* Instructions for the task *
Copy out the lines from the one with "I'd appreciate a quick analysis: locate every rocky slope" to the one with "[121,65,300,148]", substituting "review" for "analysis" and leaving everything else unchanged.

[Image items on named regions]
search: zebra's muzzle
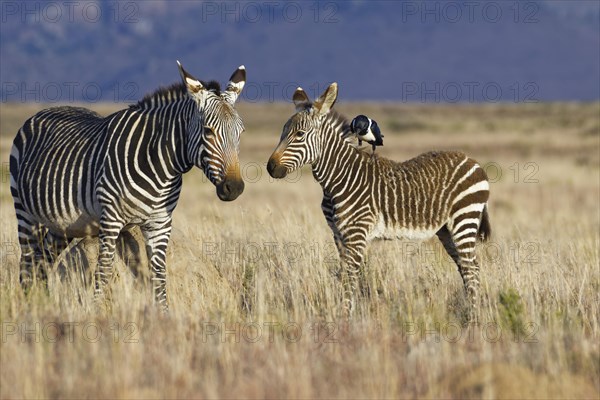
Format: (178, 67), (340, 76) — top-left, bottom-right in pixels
(267, 158), (287, 179)
(217, 178), (244, 201)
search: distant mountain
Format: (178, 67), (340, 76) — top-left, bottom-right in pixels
(0, 0), (600, 103)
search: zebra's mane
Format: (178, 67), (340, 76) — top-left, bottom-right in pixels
(130, 81), (221, 108)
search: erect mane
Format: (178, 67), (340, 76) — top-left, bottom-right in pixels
(303, 102), (350, 141)
(130, 81), (221, 108)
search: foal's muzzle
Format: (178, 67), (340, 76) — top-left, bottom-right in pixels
(267, 157), (287, 179)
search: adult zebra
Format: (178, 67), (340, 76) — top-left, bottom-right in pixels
(267, 83), (490, 319)
(10, 62), (246, 309)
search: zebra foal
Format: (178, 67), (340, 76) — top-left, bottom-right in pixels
(267, 83), (491, 319)
(10, 62), (246, 310)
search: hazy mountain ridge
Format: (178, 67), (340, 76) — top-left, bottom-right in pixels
(0, 1), (600, 102)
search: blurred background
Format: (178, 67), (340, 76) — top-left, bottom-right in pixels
(0, 0), (600, 103)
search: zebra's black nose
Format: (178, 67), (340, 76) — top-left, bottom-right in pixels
(217, 178), (244, 201)
(267, 158), (287, 179)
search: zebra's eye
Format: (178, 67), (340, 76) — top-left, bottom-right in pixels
(204, 126), (215, 137)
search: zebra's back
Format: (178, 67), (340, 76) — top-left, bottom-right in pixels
(10, 107), (110, 237)
(370, 151), (489, 239)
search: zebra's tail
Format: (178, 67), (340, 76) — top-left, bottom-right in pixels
(477, 204), (492, 242)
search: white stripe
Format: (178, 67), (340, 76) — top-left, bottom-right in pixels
(453, 181), (490, 204)
(454, 236), (476, 247)
(451, 203), (485, 220)
(452, 228), (477, 241)
(449, 218), (479, 232)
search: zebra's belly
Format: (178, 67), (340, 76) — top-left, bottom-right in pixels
(40, 214), (99, 237)
(367, 218), (439, 241)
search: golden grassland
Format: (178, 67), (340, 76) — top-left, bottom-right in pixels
(0, 103), (600, 398)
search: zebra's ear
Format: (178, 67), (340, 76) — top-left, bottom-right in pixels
(313, 82), (337, 114)
(177, 60), (204, 94)
(224, 65), (246, 105)
(292, 87), (310, 112)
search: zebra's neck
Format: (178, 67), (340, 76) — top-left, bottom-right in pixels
(130, 93), (201, 178)
(312, 114), (368, 194)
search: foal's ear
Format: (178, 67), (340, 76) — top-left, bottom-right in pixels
(313, 82), (337, 114)
(292, 87), (310, 112)
(177, 60), (205, 95)
(224, 65), (246, 105)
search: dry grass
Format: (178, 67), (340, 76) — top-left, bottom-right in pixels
(0, 103), (600, 398)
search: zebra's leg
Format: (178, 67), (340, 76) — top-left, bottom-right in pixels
(340, 228), (367, 317)
(95, 216), (125, 302)
(438, 214), (479, 321)
(17, 217), (47, 290)
(321, 195), (344, 278)
(141, 216), (171, 312)
(44, 231), (70, 265)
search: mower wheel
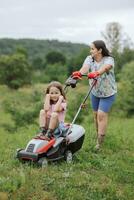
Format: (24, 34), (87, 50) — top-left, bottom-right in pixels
(65, 150), (73, 164)
(38, 157), (48, 168)
(14, 148), (23, 159)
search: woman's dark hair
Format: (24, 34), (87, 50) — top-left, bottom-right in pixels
(46, 81), (66, 99)
(92, 40), (111, 57)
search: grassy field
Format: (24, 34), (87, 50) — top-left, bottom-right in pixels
(0, 87), (134, 200)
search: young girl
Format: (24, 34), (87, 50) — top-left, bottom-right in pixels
(39, 81), (67, 138)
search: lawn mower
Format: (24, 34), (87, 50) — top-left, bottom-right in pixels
(16, 77), (96, 167)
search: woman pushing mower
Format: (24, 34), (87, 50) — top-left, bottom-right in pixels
(72, 40), (117, 150)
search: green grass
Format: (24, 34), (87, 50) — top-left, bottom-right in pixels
(0, 87), (134, 200)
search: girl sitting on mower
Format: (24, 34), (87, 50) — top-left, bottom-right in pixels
(39, 81), (67, 138)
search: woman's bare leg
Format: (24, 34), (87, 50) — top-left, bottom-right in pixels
(93, 111), (98, 137)
(97, 110), (108, 148)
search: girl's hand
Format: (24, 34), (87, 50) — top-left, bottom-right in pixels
(46, 94), (50, 99)
(59, 95), (64, 102)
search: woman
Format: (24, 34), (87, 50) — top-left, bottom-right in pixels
(72, 40), (117, 150)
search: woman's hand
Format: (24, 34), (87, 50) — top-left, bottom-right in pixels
(87, 71), (100, 79)
(71, 71), (82, 79)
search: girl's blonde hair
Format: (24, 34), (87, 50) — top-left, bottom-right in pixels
(46, 81), (66, 99)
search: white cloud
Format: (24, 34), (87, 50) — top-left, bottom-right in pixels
(0, 0), (134, 44)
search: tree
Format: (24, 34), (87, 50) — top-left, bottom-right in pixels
(0, 53), (31, 89)
(102, 22), (122, 52)
(102, 22), (133, 53)
(46, 51), (66, 65)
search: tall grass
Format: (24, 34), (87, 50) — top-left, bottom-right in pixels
(0, 87), (134, 200)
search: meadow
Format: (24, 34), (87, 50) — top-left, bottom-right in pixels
(0, 85), (134, 200)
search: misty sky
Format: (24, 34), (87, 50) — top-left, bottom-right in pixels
(0, 0), (134, 44)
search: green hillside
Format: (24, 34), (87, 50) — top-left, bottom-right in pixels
(0, 38), (87, 60)
(0, 84), (134, 200)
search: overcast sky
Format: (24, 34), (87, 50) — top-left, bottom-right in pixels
(0, 0), (134, 44)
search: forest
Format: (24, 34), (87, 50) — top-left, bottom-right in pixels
(0, 23), (134, 200)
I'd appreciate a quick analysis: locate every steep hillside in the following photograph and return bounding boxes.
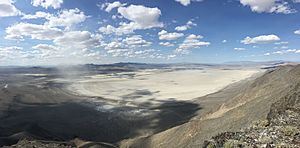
[121,65,300,147]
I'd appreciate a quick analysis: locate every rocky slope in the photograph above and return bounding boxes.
[121,65,300,147]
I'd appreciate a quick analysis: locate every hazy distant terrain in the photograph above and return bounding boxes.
[0,63,292,145]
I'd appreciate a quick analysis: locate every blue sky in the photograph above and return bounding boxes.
[0,0,300,65]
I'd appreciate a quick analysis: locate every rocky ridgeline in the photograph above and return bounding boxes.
[204,84,300,148]
[3,138,116,148]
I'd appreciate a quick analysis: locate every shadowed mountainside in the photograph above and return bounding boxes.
[121,65,300,147]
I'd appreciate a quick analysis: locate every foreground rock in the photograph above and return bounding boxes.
[4,139,116,148]
[205,84,300,148]
[121,65,300,148]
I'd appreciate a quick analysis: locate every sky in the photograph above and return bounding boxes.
[0,0,300,65]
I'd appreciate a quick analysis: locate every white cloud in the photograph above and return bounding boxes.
[32,44,63,58]
[99,22,134,35]
[175,34,210,54]
[53,31,102,49]
[234,48,246,51]
[101,1,127,12]
[240,0,296,14]
[21,11,52,19]
[31,0,63,9]
[241,34,280,44]
[5,23,63,40]
[293,0,300,3]
[0,0,21,17]
[32,44,59,51]
[175,21,197,31]
[118,5,163,29]
[46,8,88,27]
[123,35,152,47]
[159,42,175,47]
[158,30,184,40]
[274,42,289,45]
[175,0,203,6]
[294,30,300,35]
[99,5,163,35]
[272,49,300,55]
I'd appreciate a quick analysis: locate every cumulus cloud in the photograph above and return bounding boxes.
[21,11,52,20]
[265,49,300,55]
[46,8,88,27]
[274,42,289,45]
[240,0,296,14]
[294,29,300,35]
[0,0,21,17]
[118,5,163,29]
[5,23,63,40]
[175,21,197,31]
[241,34,280,44]
[158,30,184,40]
[123,35,152,47]
[53,31,102,49]
[175,0,203,6]
[234,47,246,51]
[101,1,127,12]
[31,0,63,9]
[175,34,210,54]
[99,5,163,35]
[159,42,175,47]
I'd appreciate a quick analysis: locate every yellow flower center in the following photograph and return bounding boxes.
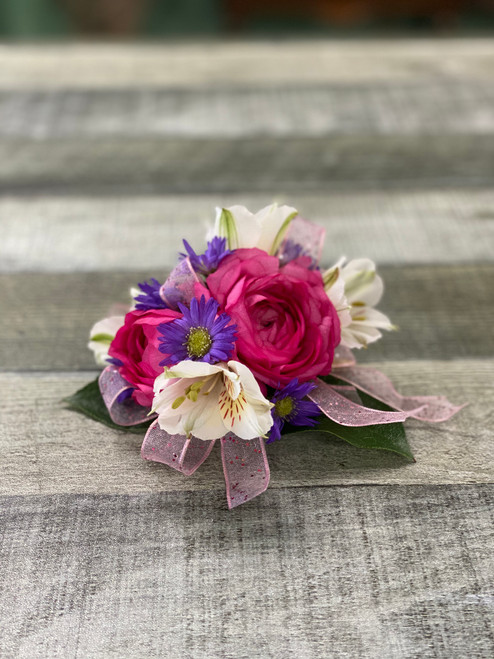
[186,327,213,358]
[274,396,294,419]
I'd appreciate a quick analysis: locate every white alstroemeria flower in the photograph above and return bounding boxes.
[153,360,273,440]
[323,259,396,349]
[214,204,298,254]
[87,316,125,366]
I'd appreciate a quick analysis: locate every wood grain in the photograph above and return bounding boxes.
[0,134,494,197]
[0,79,494,140]
[0,38,494,90]
[0,485,494,659]
[0,189,494,273]
[0,264,494,371]
[0,359,494,495]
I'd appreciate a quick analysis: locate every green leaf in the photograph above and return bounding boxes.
[306,416,415,462]
[219,208,238,249]
[63,378,151,435]
[283,376,415,462]
[89,333,115,343]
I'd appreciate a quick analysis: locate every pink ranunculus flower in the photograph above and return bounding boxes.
[108,309,182,407]
[207,248,340,387]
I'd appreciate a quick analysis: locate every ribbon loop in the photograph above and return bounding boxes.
[98,366,151,426]
[220,433,269,509]
[160,258,200,309]
[308,380,418,427]
[333,366,465,423]
[276,215,326,265]
[141,420,215,476]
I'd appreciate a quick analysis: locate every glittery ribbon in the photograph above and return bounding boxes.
[333,366,465,423]
[160,258,200,309]
[276,215,326,265]
[308,379,416,427]
[141,420,215,476]
[98,366,151,426]
[141,420,269,509]
[220,433,269,509]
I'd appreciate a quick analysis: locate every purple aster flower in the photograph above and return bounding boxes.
[158,295,237,366]
[180,236,230,277]
[266,378,321,444]
[134,279,168,311]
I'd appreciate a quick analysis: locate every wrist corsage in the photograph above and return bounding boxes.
[67,205,466,508]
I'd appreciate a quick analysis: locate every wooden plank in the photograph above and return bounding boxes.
[0,80,494,140]
[0,486,494,659]
[0,189,494,275]
[0,38,494,89]
[0,134,494,197]
[0,265,494,371]
[0,358,494,495]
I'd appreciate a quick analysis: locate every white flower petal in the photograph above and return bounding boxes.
[214,204,297,254]
[165,359,227,378]
[352,307,395,331]
[153,360,273,440]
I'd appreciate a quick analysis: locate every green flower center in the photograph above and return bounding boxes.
[186,327,213,357]
[274,396,295,419]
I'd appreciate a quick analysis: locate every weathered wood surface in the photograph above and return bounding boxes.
[0,359,488,495]
[0,263,494,371]
[0,38,494,89]
[0,134,494,198]
[0,188,494,274]
[0,39,494,659]
[0,79,494,140]
[0,485,494,659]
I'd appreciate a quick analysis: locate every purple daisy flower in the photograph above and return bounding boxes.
[134,279,168,311]
[266,378,321,444]
[180,236,230,277]
[158,295,237,366]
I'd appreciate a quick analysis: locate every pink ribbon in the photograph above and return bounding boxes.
[160,258,200,309]
[308,379,420,427]
[99,364,463,509]
[276,215,326,265]
[220,433,269,510]
[98,366,152,426]
[333,366,465,423]
[141,420,269,509]
[141,420,215,476]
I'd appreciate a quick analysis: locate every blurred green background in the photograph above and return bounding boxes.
[0,0,494,40]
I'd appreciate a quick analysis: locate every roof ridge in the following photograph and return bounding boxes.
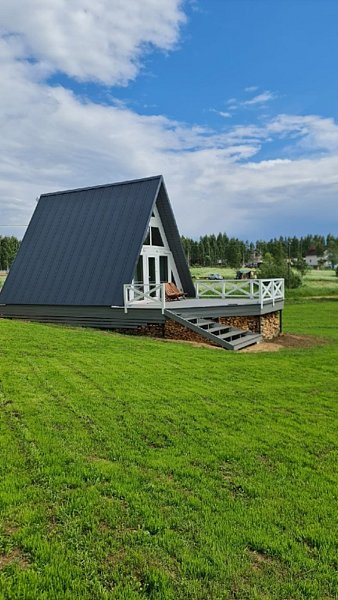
[40,175,163,198]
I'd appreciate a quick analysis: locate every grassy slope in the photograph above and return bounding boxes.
[0,302,338,600]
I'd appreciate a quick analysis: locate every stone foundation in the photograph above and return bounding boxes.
[164,320,218,346]
[115,312,280,346]
[218,312,281,340]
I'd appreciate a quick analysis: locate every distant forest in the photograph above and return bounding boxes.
[0,233,338,271]
[181,233,338,268]
[0,236,20,271]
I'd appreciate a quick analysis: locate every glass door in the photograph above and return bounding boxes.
[148,256,158,297]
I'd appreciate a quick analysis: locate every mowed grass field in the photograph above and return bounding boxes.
[0,301,338,600]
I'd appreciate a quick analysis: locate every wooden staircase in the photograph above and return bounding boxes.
[164,309,262,350]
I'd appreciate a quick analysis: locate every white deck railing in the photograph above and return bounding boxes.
[124,279,284,313]
[195,279,284,306]
[123,283,165,313]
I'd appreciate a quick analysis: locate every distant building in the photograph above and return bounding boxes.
[304,250,332,269]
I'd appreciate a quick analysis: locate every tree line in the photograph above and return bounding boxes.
[181,233,338,268]
[0,236,20,271]
[0,233,338,271]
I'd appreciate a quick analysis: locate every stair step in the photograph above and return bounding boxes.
[203,322,230,335]
[165,310,262,350]
[231,333,262,350]
[217,329,246,340]
[187,317,215,327]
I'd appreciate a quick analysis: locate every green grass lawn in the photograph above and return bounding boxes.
[0,302,338,600]
[286,270,338,300]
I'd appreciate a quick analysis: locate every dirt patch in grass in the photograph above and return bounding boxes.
[0,548,29,570]
[250,550,273,570]
[240,333,326,352]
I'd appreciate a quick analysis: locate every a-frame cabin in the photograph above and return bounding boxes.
[0,176,283,349]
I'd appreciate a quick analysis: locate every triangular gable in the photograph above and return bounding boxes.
[0,176,194,306]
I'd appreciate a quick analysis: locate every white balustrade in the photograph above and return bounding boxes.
[123,283,165,313]
[124,279,284,313]
[195,279,284,306]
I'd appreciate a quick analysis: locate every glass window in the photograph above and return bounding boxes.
[134,256,143,283]
[143,229,150,246]
[151,227,164,246]
[160,256,168,283]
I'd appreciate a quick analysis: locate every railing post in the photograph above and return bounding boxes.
[249,279,254,300]
[161,283,165,315]
[123,284,128,314]
[259,279,263,308]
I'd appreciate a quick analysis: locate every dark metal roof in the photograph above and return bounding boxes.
[0,175,194,306]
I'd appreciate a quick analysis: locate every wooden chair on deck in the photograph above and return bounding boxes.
[164,283,185,300]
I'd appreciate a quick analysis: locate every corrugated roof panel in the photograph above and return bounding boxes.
[0,176,161,306]
[0,176,194,306]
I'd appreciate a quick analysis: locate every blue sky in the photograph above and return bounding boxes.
[0,0,338,240]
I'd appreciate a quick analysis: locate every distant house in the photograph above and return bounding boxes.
[304,250,332,269]
[0,176,284,349]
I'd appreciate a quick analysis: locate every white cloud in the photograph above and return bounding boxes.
[241,91,277,106]
[0,0,185,85]
[0,0,338,239]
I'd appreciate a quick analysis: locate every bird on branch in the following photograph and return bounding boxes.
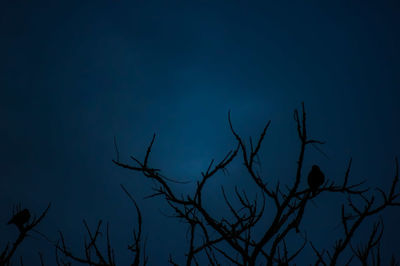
[308,164,325,196]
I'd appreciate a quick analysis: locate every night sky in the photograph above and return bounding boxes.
[0,0,400,265]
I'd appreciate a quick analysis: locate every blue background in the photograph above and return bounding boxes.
[0,1,400,265]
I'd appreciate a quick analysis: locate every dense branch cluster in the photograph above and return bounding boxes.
[114,104,400,265]
[0,104,400,266]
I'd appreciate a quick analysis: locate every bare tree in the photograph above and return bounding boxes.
[0,104,400,266]
[113,104,400,265]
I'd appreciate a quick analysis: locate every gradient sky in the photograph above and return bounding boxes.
[0,0,400,265]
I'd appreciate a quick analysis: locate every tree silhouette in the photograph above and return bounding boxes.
[0,104,400,266]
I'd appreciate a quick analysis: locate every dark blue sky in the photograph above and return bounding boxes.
[0,0,400,265]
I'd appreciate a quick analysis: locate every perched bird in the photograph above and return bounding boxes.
[308,164,325,196]
[8,209,31,231]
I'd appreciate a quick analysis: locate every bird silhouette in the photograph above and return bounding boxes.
[8,209,31,231]
[308,164,325,196]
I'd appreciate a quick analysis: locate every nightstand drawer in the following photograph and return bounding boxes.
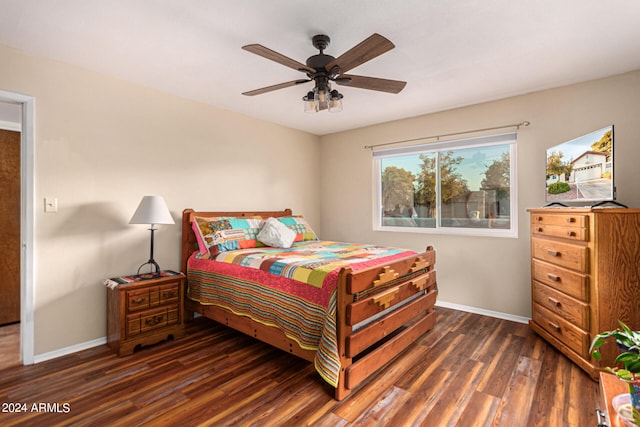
[532,259,589,302]
[127,288,151,311]
[127,281,180,312]
[158,281,180,304]
[533,281,589,330]
[533,302,589,357]
[531,224,589,242]
[126,305,180,336]
[532,238,588,273]
[531,212,589,228]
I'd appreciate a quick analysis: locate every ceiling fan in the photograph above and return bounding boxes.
[242,34,407,112]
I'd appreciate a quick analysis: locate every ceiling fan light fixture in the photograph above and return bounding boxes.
[329,89,343,113]
[302,92,318,113]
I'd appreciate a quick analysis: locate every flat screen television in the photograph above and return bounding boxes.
[545,125,616,206]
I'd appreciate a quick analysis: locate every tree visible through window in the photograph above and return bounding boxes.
[374,134,515,234]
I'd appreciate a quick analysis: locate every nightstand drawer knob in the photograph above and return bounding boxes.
[547,297,562,307]
[547,273,560,282]
[144,315,164,326]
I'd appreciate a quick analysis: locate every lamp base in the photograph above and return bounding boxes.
[136,259,160,277]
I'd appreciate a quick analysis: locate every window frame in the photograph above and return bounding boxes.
[372,132,518,238]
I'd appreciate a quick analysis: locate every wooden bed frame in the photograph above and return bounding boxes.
[181,209,438,400]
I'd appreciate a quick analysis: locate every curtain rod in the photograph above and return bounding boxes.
[364,120,531,150]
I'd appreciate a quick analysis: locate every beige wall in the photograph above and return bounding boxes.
[0,39,640,356]
[0,46,320,356]
[321,71,640,317]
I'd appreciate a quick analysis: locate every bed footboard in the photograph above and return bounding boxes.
[335,247,438,400]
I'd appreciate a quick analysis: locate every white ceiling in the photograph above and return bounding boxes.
[0,0,640,135]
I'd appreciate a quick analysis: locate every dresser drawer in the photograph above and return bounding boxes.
[127,281,180,312]
[158,282,180,304]
[126,305,180,336]
[127,288,151,311]
[532,281,589,331]
[531,224,589,242]
[532,237,589,273]
[533,302,589,358]
[532,259,589,302]
[531,213,589,228]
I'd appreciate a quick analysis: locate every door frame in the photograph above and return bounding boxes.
[0,90,35,365]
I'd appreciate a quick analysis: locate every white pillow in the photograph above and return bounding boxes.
[258,218,296,248]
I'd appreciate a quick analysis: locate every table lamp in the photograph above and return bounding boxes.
[129,196,175,275]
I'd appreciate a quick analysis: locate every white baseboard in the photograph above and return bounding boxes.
[33,337,107,363]
[436,301,531,323]
[33,301,529,363]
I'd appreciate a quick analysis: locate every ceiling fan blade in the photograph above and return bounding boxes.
[325,33,395,73]
[242,80,311,96]
[335,74,407,93]
[242,44,316,73]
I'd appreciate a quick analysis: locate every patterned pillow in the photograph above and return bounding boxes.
[277,215,318,242]
[192,216,264,255]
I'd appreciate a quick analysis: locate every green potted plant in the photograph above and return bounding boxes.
[589,321,640,426]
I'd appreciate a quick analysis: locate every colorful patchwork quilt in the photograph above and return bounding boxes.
[188,241,416,387]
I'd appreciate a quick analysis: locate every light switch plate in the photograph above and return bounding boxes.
[44,197,58,213]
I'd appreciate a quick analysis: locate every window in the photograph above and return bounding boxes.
[373,133,517,237]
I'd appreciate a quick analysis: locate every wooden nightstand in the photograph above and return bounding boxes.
[105,271,185,356]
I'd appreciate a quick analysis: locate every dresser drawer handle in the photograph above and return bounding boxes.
[547,322,560,332]
[547,297,562,307]
[144,315,163,326]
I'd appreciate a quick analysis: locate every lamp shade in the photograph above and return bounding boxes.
[129,196,175,224]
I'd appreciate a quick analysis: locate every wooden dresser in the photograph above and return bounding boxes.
[529,208,640,380]
[105,272,185,356]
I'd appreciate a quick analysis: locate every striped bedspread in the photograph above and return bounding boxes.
[188,241,416,387]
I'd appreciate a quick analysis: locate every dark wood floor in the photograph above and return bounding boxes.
[0,308,598,427]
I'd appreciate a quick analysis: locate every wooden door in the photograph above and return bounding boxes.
[0,129,20,325]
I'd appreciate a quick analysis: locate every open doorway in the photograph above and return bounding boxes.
[0,102,22,369]
[0,91,34,367]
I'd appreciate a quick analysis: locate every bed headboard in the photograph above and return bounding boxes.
[180,209,292,274]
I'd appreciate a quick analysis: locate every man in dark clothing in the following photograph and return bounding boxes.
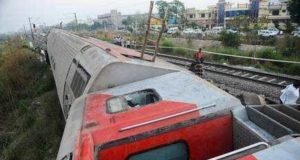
[194,48,204,63]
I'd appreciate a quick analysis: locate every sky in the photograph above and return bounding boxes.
[0,0,249,33]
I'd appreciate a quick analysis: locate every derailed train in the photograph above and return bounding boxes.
[47,29,300,160]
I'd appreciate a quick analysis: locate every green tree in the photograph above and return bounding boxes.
[288,0,300,23]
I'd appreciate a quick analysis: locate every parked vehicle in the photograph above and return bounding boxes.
[182,28,195,34]
[211,26,224,34]
[226,29,238,33]
[257,30,277,37]
[268,28,283,35]
[194,29,203,34]
[293,30,300,38]
[292,27,300,35]
[167,27,179,34]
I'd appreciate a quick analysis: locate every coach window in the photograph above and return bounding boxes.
[71,64,91,98]
[128,142,189,160]
[107,89,161,113]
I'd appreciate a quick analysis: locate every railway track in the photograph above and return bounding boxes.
[150,53,299,88]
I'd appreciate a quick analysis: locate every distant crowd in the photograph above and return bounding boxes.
[113,36,136,48]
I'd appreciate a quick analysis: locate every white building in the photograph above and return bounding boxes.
[96,10,122,29]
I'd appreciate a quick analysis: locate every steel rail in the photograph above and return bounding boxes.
[147,52,299,88]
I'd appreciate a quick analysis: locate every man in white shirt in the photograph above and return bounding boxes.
[280,81,300,104]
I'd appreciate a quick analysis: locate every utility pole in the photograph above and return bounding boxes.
[73,13,78,31]
[23,25,27,39]
[28,17,34,42]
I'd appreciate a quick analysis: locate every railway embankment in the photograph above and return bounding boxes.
[0,41,64,160]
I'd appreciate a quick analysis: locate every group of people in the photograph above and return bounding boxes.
[191,48,300,105]
[279,80,300,105]
[113,36,136,48]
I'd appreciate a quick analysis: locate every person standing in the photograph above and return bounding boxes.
[194,48,204,63]
[280,80,300,104]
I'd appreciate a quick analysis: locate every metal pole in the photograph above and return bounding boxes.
[23,25,27,39]
[74,13,78,31]
[141,1,154,59]
[28,17,34,42]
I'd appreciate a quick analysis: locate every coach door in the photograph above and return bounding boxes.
[64,59,90,118]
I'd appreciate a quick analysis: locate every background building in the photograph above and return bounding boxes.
[186,6,217,28]
[186,0,290,28]
[96,10,122,29]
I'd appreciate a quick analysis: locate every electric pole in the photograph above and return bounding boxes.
[28,17,34,42]
[23,25,27,39]
[74,13,78,31]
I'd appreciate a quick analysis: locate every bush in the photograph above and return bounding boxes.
[175,48,188,57]
[220,31,241,48]
[0,41,64,160]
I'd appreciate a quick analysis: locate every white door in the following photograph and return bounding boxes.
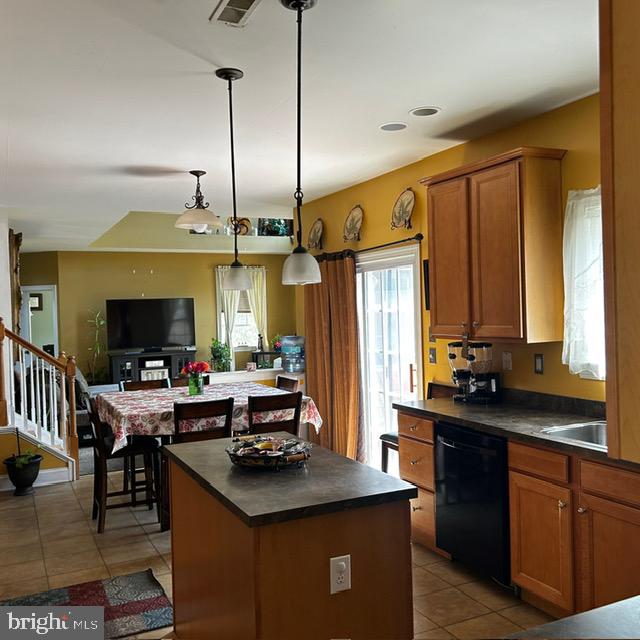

* Written answer *
I'd appreciate a quick review: locate every rocky slope in the photograph above and return bounding boxes.
[121,65,300,147]
I'd appreciate a quick review: locate every hazy distant terrain in the photograph above and return bounding boxes.
[0,63,292,145]
I'd appreciate a quick review: locate every blue sky in the photograph above and return bounding boxes.
[0,0,300,65]
I'd appreciate a quick review: locate every rocky ridgeline in the photograph above and return bounding boxes.
[204,84,300,148]
[3,138,116,148]
I'd appreciate a quick review: locate every shadowed mountainside in the photograph above and return bounding boxes.
[121,65,300,147]
I'd appreciate a quick review: locate every foreground rock in the photograph above and return bounding boxes.
[4,139,116,148]
[205,84,300,148]
[121,65,300,148]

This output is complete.